• Extrait de document
------

En tant que de besoin :

- Surseoir à statuer au principal sur la fixation de l'assiette de passage

Avant dire droit :

- Ordonner une mesure d'expertise ou une consultation par Géomètre Expert inscrit auprès de la cour d'appel pour fixer l'assiette du passage le plus court et le moins dommageable en application de l'article 682 du code civil sur une longueur de 5 mètres à partir de la voie publique dans « l'Allée des tendres pousses » (parcelle [Cadastre 16]) puis sur les parcelles [Cadastre 15] et [Cadastre 11], le long des parcelles [Cadastre 4] ; [Cadastre 5] [Cadastre 6] ; [Cadastre 8] ; [Cadastre 10], pour ensuite traverser au droit la parcelle [Cadastre 11] outre la parcelle AT n° [Cadastre 12] et la [Adresse 4] pour les parcelles AT [Cadastre 10] ; AT [Cadastre 15], AT [Cadastre 16] (à droite de la grange).

Dans tous les cas,

- Condamner Madame [H] [S] et Monsieur [W] [S] à payer la somme de 1 500 € en application de l'article 700 du Code de procédure civile ;

- Condamner Madame [H] [S] et Monsieur [W] [S] aux entiers dépens, et dire que, conformément aux dispositions de l'article 699 du Code de procédure civile, la SCP DELEFORGE FRANCHI, avocats au barreau de Douai, pourra recouvrer directement les frais dont il a fait l'avance sans en avoir reçu provision.

------

• Extraits des données
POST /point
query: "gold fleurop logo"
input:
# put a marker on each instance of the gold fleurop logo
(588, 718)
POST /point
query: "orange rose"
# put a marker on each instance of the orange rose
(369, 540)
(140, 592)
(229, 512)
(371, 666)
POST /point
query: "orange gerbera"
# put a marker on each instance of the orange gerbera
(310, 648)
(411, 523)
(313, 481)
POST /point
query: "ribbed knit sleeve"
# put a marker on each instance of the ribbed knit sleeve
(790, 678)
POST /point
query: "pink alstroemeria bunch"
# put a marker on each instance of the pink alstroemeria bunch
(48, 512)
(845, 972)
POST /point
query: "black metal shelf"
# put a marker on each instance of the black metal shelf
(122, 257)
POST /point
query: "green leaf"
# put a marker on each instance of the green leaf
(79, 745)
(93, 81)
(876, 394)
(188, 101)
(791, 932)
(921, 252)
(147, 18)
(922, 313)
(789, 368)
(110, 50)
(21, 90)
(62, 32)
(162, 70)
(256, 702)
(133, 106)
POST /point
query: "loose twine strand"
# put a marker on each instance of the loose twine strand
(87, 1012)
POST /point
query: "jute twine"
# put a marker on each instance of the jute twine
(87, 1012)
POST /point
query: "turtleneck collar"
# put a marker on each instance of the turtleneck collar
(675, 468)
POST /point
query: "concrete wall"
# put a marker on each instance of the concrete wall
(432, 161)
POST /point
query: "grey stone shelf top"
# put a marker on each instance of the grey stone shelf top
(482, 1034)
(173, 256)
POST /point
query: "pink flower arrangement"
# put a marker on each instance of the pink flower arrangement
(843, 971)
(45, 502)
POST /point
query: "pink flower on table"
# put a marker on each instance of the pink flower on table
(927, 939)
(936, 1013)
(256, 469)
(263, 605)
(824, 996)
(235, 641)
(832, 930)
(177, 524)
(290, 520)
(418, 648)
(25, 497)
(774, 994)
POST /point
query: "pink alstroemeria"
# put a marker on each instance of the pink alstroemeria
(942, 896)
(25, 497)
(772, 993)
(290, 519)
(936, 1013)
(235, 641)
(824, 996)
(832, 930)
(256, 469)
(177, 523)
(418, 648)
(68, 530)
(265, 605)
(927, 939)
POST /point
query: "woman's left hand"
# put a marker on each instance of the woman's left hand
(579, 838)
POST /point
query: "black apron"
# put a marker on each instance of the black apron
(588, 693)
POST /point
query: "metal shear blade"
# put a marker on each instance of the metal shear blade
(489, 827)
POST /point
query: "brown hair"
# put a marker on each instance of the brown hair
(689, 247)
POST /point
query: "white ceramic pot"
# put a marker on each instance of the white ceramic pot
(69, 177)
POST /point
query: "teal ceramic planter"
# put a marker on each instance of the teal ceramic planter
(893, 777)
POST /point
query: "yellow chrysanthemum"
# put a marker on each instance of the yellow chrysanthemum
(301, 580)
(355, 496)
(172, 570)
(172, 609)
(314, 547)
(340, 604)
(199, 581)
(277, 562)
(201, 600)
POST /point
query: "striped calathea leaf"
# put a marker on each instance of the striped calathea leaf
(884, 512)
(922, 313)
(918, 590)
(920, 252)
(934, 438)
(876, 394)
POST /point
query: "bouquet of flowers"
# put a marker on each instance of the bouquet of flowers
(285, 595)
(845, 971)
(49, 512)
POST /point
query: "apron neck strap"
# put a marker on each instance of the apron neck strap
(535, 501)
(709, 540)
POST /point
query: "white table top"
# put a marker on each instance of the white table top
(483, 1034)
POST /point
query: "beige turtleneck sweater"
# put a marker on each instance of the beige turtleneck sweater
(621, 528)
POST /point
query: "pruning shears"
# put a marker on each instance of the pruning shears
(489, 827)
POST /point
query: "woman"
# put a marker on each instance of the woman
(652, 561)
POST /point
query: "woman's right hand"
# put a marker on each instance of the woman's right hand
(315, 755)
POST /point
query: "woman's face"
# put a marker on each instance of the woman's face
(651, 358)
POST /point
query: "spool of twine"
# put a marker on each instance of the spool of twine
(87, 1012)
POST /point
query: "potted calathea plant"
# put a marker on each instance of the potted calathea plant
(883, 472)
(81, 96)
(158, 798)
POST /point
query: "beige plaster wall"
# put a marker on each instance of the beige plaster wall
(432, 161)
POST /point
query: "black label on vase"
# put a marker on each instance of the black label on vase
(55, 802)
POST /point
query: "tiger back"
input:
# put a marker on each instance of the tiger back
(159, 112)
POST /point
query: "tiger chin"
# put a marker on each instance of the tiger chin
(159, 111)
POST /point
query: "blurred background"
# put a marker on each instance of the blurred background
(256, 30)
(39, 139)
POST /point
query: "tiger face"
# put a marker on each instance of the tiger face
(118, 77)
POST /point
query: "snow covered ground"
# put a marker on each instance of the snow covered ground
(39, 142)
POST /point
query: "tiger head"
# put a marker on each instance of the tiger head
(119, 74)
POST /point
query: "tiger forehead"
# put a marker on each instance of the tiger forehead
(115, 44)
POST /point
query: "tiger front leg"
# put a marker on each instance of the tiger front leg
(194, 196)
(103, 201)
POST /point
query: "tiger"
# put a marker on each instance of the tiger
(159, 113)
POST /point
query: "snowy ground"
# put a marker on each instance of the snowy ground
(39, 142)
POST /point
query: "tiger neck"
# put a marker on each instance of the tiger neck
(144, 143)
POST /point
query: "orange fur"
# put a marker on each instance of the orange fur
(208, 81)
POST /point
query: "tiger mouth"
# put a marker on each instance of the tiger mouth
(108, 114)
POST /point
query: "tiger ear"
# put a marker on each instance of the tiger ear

------

• Énoncé écrit 1
Traduisez en anglais, s'il vous plaît, cette phrase de l'extrait de document : « Condamner Madame [H] [S] et Monsieur [W] [S] à payer la somme de 1 500 € en application de l'article 700 du Code de procédure civile. »
• Énoncé écrit 2
D'après l'extrait de document, à quel barreau appartiennent les avocats de la SCP DELEFORGE FRANCHI ?
• Énoncé écrit 3
Rédigez la suite de l'extrait de document consacré aux demandes en justice, en reprenant après sa dernière phrase.

• Résultat final 1
Order Mrs. [H] [S] and Mr. [W] [S] to pay the sum of €1,500 pursuant to Article 700 of the Code of Civil Procedure.

• Résultat final 2
Au barreau de Douai.

• Résultat final 3
Aux termes de leurs conclusions récapitulatives, déposées par voie électronique le 12 février 2016, les consorts [S] demandent à la cour de :

- Confirmer le jugement rendu dans toutes ses dispositions, excepté dans celle relative au quantum des dommages-intérêts,

- Recevoir en conséquence l'appel incident de Madame [H] [O] veuve [S] et de Monsieur [W] [S] et condamner la SCI TENDRES POUSSES à payer à ceux-ci la somme de 14.000 € à titre de dommages-intérêts en réparation de leur préjudice de jouissance (impossibilité de louer la parcelle de terre et paiement des impôts fonciers),

- Dire et juger que les parcelles cadastrées section AT N°[Cadastre 1] et AT N° [Cadastre 12] bénéficient de la servitude de passage,

- Dire et juger que la SCI TENDRES POUSSES ne peut opposer à Madame [H] [O] veuve [S] et à Monsieur [W] [S] les dispositions de l'article 701 alinéa 3 du Code civil,

- Condamner la SCI TENDRES POUSSES à payer à Madame [H] [O] veuve [S] et de Monsieur [W] [S] la somme de 3.000 € sur le fondement de l'article 700 du Code de procédure civile au titre des frais irrépétibles exposés en cause d'appel outre les entiers frais et dépens de première instance et d'appel comprenant le coût des frais de constats établis les 25 avril 2012 et 1er mars 2013 par Maître [D], dépens d'appel dont distraction au profit de Me Guy FOUTRY, avocat au Barreau de Douai, conformément aux dispositions de l'article 699 du Code de procédure civile.

La clôture de l'instruction a été prononcée le 29 avril 2016.

SUR CE,

'Sur la servitude de passage :

Attendu que l'article 701 du Code civil dispose :

« Le propriétaire du fonds débiteur de la servitude ne peut rien faire qui tende à en diminuer l'usage, ou à le rendre plus incommode.

Ainsi, il ne peut changer l'état des lieux, ni transporter l'exercice de la servitude dans un endroit différent de celui où elle a été primitivement assignée.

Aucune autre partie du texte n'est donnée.